[Object point labels]
* * * * * * *
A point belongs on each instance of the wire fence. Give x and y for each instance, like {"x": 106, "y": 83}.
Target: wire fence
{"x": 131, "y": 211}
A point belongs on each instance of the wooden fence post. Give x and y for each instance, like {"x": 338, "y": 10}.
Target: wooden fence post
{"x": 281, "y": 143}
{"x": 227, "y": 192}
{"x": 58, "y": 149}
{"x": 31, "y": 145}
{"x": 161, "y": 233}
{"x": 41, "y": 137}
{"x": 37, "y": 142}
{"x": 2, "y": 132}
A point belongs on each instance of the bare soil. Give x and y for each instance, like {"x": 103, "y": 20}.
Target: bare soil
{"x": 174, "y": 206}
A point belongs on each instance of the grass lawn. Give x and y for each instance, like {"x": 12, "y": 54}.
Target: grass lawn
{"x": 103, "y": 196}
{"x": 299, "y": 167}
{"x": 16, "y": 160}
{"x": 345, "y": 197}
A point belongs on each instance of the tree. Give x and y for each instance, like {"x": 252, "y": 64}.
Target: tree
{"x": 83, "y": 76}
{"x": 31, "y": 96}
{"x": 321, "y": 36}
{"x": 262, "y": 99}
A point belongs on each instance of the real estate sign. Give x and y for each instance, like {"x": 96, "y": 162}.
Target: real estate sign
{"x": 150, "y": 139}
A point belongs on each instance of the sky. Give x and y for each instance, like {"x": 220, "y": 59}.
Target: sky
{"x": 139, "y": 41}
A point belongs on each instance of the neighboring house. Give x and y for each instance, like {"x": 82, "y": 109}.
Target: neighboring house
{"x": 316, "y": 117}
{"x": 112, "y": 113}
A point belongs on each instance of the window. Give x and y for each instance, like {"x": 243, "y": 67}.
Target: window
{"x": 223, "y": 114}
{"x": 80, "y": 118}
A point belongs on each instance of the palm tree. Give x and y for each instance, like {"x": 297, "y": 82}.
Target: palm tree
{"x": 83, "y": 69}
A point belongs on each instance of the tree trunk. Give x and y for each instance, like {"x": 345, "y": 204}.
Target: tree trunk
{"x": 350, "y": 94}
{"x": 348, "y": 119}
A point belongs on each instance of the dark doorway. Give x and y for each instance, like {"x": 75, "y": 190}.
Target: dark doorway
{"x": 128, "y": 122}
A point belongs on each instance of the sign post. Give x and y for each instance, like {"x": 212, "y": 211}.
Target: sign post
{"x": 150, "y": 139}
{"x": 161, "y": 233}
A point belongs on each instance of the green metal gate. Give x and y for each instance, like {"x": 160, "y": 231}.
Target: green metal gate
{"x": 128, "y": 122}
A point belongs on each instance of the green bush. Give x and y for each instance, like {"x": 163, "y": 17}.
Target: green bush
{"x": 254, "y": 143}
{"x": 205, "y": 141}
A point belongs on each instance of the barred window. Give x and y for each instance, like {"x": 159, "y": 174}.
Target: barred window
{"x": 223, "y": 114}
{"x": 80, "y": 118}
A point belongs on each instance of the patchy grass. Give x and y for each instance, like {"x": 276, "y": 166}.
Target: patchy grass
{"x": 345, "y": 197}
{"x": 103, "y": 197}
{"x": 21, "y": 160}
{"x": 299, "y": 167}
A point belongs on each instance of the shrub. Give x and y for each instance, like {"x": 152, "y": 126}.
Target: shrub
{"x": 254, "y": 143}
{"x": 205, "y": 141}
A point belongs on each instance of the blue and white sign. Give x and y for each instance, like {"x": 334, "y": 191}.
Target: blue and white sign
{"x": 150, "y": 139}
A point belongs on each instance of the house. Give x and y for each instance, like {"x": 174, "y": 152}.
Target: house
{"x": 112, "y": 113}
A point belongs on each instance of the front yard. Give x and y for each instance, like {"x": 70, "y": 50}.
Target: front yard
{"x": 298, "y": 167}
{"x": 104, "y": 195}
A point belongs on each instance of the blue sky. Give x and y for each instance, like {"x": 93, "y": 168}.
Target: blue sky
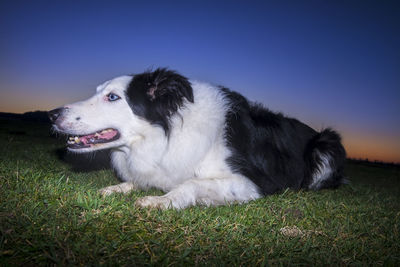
{"x": 328, "y": 63}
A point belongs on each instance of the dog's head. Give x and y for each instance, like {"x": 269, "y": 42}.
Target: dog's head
{"x": 123, "y": 110}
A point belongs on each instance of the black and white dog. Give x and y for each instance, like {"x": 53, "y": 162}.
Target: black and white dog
{"x": 199, "y": 143}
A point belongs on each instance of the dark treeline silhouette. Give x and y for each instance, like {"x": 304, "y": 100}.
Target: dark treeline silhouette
{"x": 38, "y": 116}
{"x": 376, "y": 163}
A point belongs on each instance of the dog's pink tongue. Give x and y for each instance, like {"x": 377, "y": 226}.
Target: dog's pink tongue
{"x": 108, "y": 135}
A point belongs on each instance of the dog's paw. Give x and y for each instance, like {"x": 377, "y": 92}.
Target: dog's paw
{"x": 159, "y": 202}
{"x": 106, "y": 191}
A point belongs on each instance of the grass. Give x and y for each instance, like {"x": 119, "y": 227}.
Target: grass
{"x": 52, "y": 214}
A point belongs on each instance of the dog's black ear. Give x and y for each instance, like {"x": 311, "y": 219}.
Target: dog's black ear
{"x": 170, "y": 85}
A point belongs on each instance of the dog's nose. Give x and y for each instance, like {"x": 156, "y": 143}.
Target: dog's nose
{"x": 55, "y": 113}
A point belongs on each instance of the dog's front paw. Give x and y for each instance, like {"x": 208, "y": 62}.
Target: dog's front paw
{"x": 119, "y": 188}
{"x": 159, "y": 202}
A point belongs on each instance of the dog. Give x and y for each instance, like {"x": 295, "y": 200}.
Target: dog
{"x": 201, "y": 144}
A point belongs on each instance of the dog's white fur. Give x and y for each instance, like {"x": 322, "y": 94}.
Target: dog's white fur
{"x": 145, "y": 157}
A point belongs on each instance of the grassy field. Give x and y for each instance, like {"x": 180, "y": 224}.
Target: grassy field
{"x": 51, "y": 213}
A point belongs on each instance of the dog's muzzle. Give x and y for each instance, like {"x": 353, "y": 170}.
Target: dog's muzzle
{"x": 55, "y": 114}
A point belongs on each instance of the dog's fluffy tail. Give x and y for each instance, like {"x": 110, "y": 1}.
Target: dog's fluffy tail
{"x": 326, "y": 157}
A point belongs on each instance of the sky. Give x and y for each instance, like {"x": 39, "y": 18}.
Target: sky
{"x": 328, "y": 63}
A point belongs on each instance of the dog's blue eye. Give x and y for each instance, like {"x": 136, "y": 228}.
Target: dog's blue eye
{"x": 112, "y": 97}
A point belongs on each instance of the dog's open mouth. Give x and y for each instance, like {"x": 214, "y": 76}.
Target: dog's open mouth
{"x": 85, "y": 141}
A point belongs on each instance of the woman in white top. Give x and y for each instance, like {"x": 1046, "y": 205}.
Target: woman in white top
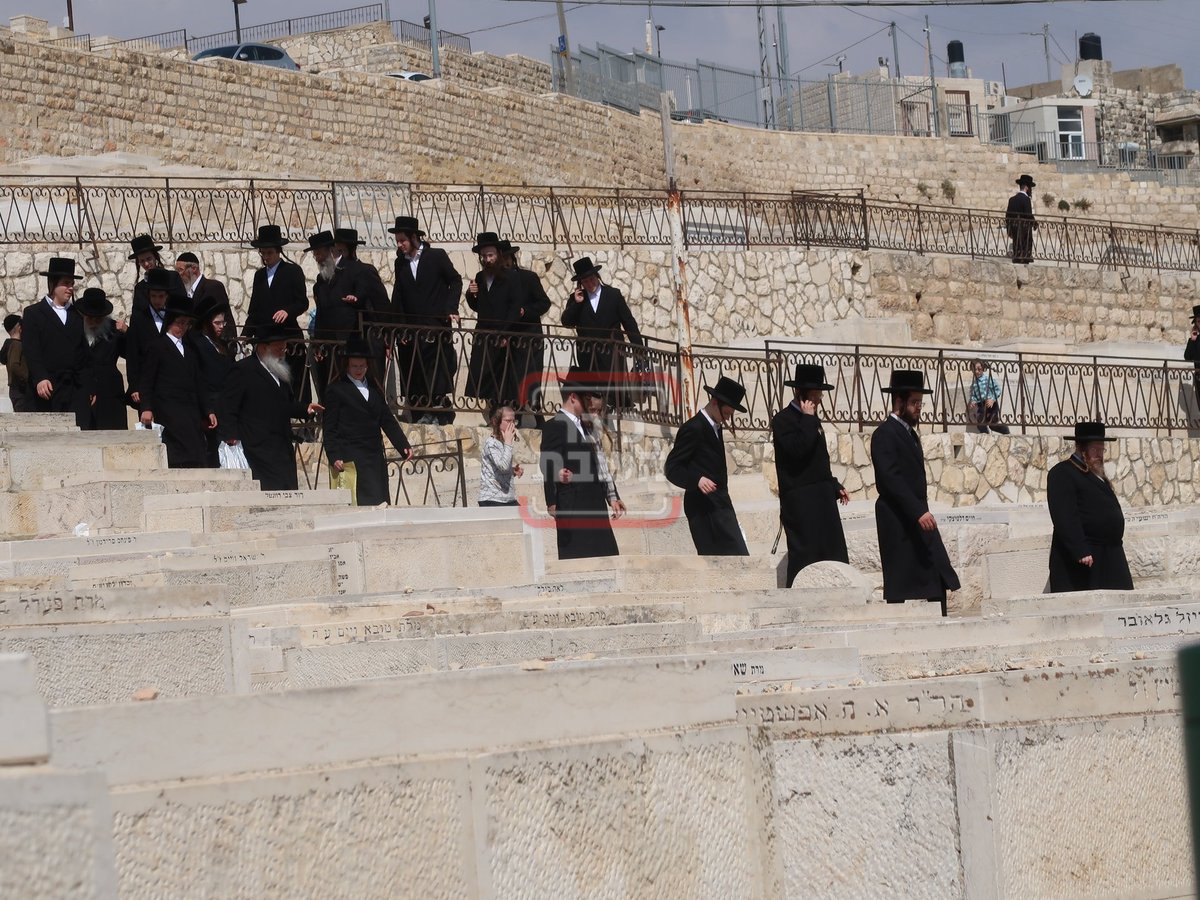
{"x": 498, "y": 473}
* * * * * * *
[YOUR INSTRUCTIONS] Repeat the material above verbatim, with no pictures in the output.

[FINISHED TASK]
A point belongs on each instance of the wire fence. Give x and y for each instance, like {"x": 106, "y": 83}.
Target: wire fence
{"x": 131, "y": 211}
A point belongs on each instance of the wooden fence post. Give x and y for each instance, like {"x": 338, "y": 10}.
Target: wooden fence post
{"x": 281, "y": 143}
{"x": 227, "y": 192}
{"x": 58, "y": 149}
{"x": 31, "y": 145}
{"x": 161, "y": 233}
{"x": 41, "y": 137}
{"x": 37, "y": 142}
{"x": 2, "y": 132}
A point belongs on each instance of the bare soil. Give x and y for each instance, like {"x": 103, "y": 20}.
Target: bare soil
{"x": 174, "y": 206}
A point belongs on each instance of the grass lawn. Give x and y for each instance, like {"x": 12, "y": 54}.
Target: grass lawn
{"x": 103, "y": 196}
{"x": 299, "y": 167}
{"x": 16, "y": 160}
{"x": 345, "y": 197}
A point belongs on each instance of the tree. Give x and y for each instance, like {"x": 252, "y": 64}.
Target: tree
{"x": 83, "y": 76}
{"x": 31, "y": 96}
{"x": 321, "y": 36}
{"x": 262, "y": 99}
A point belongs on each instance of the real estate sign. Give x and y for each instance, like {"x": 96, "y": 162}.
Target: real estate sign
{"x": 150, "y": 139}
A point belongs on each instance of the sky. Give x and y for each instance, like {"x": 220, "y": 59}.
Target: sky
{"x": 139, "y": 41}
A point belongs on each instance of the neighboring house. Give x and y for each instance, like {"x": 82, "y": 109}.
Target: neighboring house
{"x": 316, "y": 117}
{"x": 112, "y": 113}
A point belongs on each instance of the window. Give x and y for each instance, like {"x": 243, "y": 67}.
Target: window
{"x": 223, "y": 114}
{"x": 80, "y": 118}
A point belongs on each instance of the palm tree. Give x and y for each instance, like {"x": 297, "y": 82}.
Target: palm tree
{"x": 83, "y": 69}
A point belongs on each instance of the tree trunk. Give x and y for each instance, like {"x": 345, "y": 204}.
Target: tree trunk
{"x": 350, "y": 94}
{"x": 348, "y": 119}
A point belongs on each instance of the dark doorway. Give x and y for each instance, like {"x": 75, "y": 190}.
Target: dark doorway
{"x": 128, "y": 122}
A point belongs on each instance of the sign post. Give x and y for each instance, like {"x": 212, "y": 211}.
Target: sign post
{"x": 150, "y": 139}
{"x": 161, "y": 233}
A point belongs on each instance of the green metal gate. Give x and y for each instance, like {"x": 160, "y": 231}.
Target: green metal gate
{"x": 128, "y": 122}
A point belongs on each instance of the green bush. Give x and y for each instance, like {"x": 163, "y": 17}.
Target: green bush
{"x": 254, "y": 143}
{"x": 205, "y": 141}
A point belongs on each instance of the barred window. Give x and y for each instance, like {"x": 159, "y": 174}.
Target: barred window
{"x": 223, "y": 114}
{"x": 80, "y": 118}
A point belongs on each instance of the patchy grass. Give x and y for each instance, like {"x": 276, "y": 166}.
Target: patchy grass
{"x": 345, "y": 197}
{"x": 103, "y": 197}
{"x": 21, "y": 160}
{"x": 299, "y": 167}
A point belongs on each instance of the shrub. Give x and y for each instance, like {"x": 152, "y": 126}.
Target: shrub
{"x": 254, "y": 143}
{"x": 205, "y": 141}
A point belongs on each instance of the blue and white sign. Give x and y for each instance, like {"x": 334, "y": 191}.
Target: blue and white sign
{"x": 150, "y": 139}
A point belongs on each instance of the house. Give x and y for each instance, like {"x": 174, "y": 152}.
Target: house
{"x": 112, "y": 113}
A point belongs on each instance of the front yard. Give x and y for each instance, like {"x": 70, "y": 50}.
Target: front yard
{"x": 298, "y": 167}
{"x": 104, "y": 195}
A point belongs on each instance of the blue sky. Give x and y for each instance, like {"x": 93, "y": 168}.
Target: blue sky
{"x": 328, "y": 63}
A point belongs on each instance of the dog's head. Give x and y for each instance, like {"x": 269, "y": 42}.
Target: dog's head
{"x": 123, "y": 110}
A point belongs on each instance of the black and white dog. Give x and y for each instance, like {"x": 53, "y": 162}.
Target: black and white dog
{"x": 199, "y": 143}
A point belongs on each instance of the dark treeline silhouette. Give x and y for each instance, like {"x": 304, "y": 100}.
Target: dark treeline silhouette
{"x": 38, "y": 116}
{"x": 376, "y": 163}
A point belongs on each instance of the dog's pink tongue. Give x and y for each instance, like {"x": 377, "y": 226}.
Target: dog's pink tongue
{"x": 108, "y": 135}
A point belongs on each instance of the dog's paw. Give x and y for each instance, like {"x": 377, "y": 92}.
Target: dog's paw
{"x": 159, "y": 202}
{"x": 106, "y": 191}
A point belongs on each instance of the grass. Give x and y for each instance, like {"x": 119, "y": 227}.
Target: grass
{"x": 52, "y": 214}
A point belongs on each instance of the dog's black ear. Give x and y for each instance, like {"x": 311, "y": 219}.
Target: dog's black ear
{"x": 170, "y": 85}
A point belongs on each instance of the dog's nose. Give x and y for each instance, like {"x": 156, "y": 143}.
Target: dog's nose
{"x": 55, "y": 113}
A point belongs on each instance of the dog's front paw. Give x and y for each instance, like {"x": 208, "y": 62}.
Target: dog's front paw
{"x": 119, "y": 188}
{"x": 159, "y": 202}
A point belongs on each instance of the dog. Give x and y for each instance, like {"x": 295, "y": 200}.
Target: dog
{"x": 201, "y": 144}
A point belongs on each instance of the dog's white fur. Give x and y for each instance, like {"x": 322, "y": 94}.
Target: dog's white fur
{"x": 145, "y": 157}
A point belongs on each instance of the grassy field. Give x and y for each instance, like {"x": 180, "y": 224}.
Target: grassy field
{"x": 51, "y": 213}
A point belongs on each instance of the dog's muzzle. Give x and y for each instance, like {"x": 353, "y": 170}.
Target: dog's muzzle
{"x": 55, "y": 114}
A point belongs on each instance of the dog's fluffy tail. Give x and y for each instance, like {"x": 110, "y": 1}.
Target: dog's fluffy tail
{"x": 326, "y": 157}
A point belongs on each instance of the sky. Give x and y for each instance, like {"x": 39, "y": 18}.
Target: sky
{"x": 328, "y": 63}
A point belongs on each instance of the dog's blue eye. Give x and y for each instance, like {"x": 136, "y": 228}.
Target: dog's blue eye
{"x": 112, "y": 97}
A point belongs on each instance of the dog's open mouth. Give x and y for each instance, like {"x": 214, "y": 76}.
Target: dog's open mouth
{"x": 85, "y": 141}
A point belongs on each instance of the woman in white top. Give x and y for each instance, like {"x": 1046, "y": 205}.
Target: woman in white top
{"x": 498, "y": 473}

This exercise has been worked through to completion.